◆ TASK TO COMPLETE:
Copy the lines from the one containing "Task: indicate the woman's blue floral dress." through the end of the records, swapping "photograph" for "image" and leaving everything else unchanged.

**** RECORD LIST ****

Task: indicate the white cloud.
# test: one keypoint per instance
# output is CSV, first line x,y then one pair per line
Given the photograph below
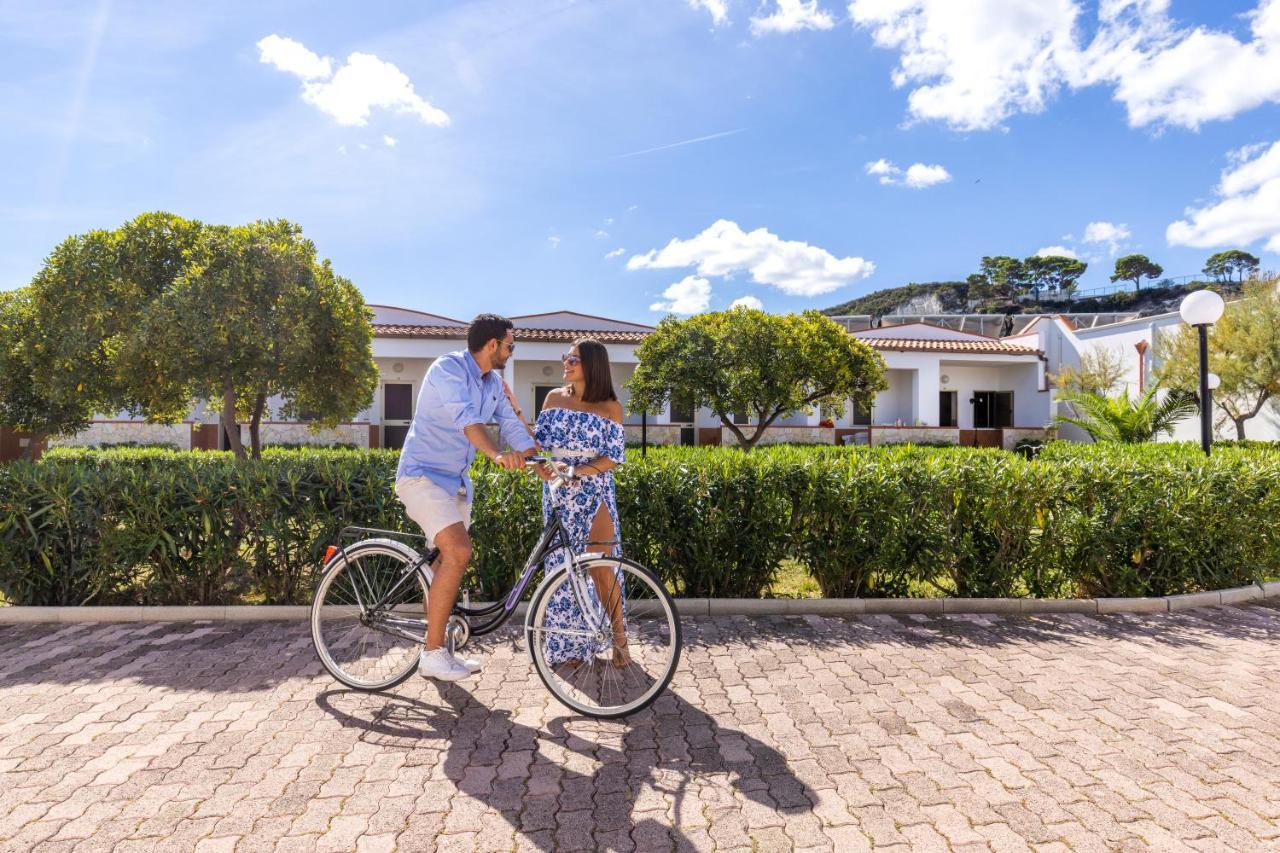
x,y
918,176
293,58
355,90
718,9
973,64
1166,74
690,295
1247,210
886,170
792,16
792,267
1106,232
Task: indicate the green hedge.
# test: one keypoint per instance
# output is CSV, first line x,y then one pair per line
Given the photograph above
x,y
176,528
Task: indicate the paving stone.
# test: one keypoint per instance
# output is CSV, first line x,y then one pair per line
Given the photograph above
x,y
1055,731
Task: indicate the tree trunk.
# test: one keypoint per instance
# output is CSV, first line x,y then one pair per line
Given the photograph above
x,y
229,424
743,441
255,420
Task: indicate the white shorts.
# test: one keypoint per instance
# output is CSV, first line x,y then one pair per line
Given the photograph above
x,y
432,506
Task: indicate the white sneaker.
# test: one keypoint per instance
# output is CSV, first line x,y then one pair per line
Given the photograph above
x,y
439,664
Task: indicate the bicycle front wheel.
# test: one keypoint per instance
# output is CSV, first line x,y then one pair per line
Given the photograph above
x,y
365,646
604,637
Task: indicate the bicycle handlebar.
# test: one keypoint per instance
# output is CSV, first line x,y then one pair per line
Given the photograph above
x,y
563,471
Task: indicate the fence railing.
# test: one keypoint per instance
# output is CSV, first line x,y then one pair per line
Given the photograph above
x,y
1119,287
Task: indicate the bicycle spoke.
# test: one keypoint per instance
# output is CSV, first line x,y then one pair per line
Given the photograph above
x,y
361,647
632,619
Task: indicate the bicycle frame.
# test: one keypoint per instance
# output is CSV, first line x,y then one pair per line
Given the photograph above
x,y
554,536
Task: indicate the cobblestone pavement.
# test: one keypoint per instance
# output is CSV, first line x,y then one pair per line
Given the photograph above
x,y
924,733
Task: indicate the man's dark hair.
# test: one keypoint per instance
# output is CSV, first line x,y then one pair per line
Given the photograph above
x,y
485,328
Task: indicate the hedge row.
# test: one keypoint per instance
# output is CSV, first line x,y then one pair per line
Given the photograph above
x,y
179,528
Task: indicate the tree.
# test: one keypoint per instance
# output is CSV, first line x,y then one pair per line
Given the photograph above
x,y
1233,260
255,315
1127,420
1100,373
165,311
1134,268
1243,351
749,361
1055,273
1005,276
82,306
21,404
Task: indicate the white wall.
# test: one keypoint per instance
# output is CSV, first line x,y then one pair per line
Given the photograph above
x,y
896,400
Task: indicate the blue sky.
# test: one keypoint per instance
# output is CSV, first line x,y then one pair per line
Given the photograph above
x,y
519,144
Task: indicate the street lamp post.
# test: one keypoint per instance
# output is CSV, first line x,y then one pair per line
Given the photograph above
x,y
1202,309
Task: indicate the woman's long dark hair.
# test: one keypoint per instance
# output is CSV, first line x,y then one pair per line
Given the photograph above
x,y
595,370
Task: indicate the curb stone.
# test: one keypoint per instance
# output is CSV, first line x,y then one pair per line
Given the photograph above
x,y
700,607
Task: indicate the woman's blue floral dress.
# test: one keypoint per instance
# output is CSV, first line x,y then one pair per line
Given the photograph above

****

◆ WORKED ANSWER:
Task: indicate the woman's blue floral dress.
# test: one keypoint per instance
# output is CSV, first line x,y then one pair per line
Given the image above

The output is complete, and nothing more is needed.